Beginning with the line where "the green foliage" appears, repeat every remaining line of the entries exactly, the last line included.

=== Task data ===

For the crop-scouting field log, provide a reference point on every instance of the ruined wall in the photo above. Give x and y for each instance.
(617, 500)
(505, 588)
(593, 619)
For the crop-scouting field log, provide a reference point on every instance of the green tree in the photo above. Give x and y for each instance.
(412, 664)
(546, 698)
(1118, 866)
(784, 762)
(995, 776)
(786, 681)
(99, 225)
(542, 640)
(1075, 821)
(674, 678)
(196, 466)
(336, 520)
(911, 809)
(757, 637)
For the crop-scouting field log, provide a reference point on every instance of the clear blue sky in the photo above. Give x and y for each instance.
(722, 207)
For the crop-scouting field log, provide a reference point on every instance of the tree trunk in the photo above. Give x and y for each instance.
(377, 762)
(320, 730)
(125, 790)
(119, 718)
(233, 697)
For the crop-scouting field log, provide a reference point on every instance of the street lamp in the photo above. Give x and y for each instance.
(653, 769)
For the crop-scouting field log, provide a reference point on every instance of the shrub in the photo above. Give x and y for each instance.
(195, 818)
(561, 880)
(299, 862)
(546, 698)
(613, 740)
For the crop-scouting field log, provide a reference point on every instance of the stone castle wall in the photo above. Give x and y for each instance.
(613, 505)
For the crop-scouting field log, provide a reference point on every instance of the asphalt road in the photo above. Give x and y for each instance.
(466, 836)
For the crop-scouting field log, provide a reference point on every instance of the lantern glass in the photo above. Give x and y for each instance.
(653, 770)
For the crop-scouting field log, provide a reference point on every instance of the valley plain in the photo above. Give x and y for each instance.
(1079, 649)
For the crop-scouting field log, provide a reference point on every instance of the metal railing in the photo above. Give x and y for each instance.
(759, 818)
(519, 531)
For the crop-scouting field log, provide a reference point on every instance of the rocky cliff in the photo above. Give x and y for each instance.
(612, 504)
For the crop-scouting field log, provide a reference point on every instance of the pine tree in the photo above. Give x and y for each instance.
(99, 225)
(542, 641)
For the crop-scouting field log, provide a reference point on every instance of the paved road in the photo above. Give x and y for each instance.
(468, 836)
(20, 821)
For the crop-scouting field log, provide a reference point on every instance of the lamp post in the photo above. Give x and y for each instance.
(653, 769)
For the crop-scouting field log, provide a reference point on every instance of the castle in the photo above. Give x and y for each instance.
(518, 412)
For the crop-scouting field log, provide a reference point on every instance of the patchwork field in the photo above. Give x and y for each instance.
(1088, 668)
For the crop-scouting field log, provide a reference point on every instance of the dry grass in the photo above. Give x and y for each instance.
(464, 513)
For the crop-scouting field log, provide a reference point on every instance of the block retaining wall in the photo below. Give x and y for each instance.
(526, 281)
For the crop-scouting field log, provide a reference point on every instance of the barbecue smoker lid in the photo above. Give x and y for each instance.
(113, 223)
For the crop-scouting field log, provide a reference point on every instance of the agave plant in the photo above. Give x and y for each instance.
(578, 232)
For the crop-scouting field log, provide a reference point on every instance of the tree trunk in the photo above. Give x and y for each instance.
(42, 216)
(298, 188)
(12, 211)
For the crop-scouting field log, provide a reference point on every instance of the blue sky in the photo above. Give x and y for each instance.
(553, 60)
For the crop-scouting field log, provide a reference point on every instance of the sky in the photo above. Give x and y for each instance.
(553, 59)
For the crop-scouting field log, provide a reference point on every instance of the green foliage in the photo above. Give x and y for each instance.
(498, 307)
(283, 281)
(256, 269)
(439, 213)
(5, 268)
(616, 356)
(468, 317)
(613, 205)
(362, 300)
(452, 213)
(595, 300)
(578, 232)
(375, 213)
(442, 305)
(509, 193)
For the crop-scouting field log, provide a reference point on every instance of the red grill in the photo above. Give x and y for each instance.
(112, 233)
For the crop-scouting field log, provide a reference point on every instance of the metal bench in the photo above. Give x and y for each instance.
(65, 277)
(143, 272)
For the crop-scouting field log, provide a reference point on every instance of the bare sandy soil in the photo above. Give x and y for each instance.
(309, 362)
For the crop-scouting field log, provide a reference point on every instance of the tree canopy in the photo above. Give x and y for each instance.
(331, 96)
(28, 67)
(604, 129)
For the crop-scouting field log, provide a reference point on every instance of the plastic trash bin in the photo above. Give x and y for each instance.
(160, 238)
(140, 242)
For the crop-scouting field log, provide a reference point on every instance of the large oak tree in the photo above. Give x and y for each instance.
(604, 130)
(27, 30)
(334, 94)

===

◆ **Expected answer**:
For the crop-scouting field log, provide a reference point on every instance of the green foliage in the photo above. Give x and y for each instance.
(498, 307)
(283, 281)
(256, 269)
(439, 213)
(5, 268)
(616, 356)
(468, 317)
(613, 205)
(362, 300)
(452, 213)
(595, 300)
(578, 232)
(375, 213)
(442, 305)
(509, 193)
For the crop-scouting field log, provide a reference point on every instance of the red grill in the photo above. Give x and y for each instance.
(112, 233)
For the crop-scouting field log, provide a reference point on every instance of the metal bench in the photo above. Give x and y for each instance.
(65, 277)
(143, 272)
For the crop-scouting field log, provide a reference point on every instance of the bare sandy soil in the photo above. Give x and y for each instance.
(309, 362)
For the crop-scouting field log, provide a reference point on every instance of the tree canopy in the photo above. Give x and y for each instance.
(331, 96)
(28, 67)
(604, 129)
For the crop-scouting field log, provide a reference point on every instance of the plastic trash bin in the photo above. Give x and y for each instance.
(160, 238)
(140, 242)
For the crop-scouting field log, provide a reference point on every instance of the large oak tree in the photo above. Give x and y for each instance.
(604, 130)
(27, 30)
(334, 94)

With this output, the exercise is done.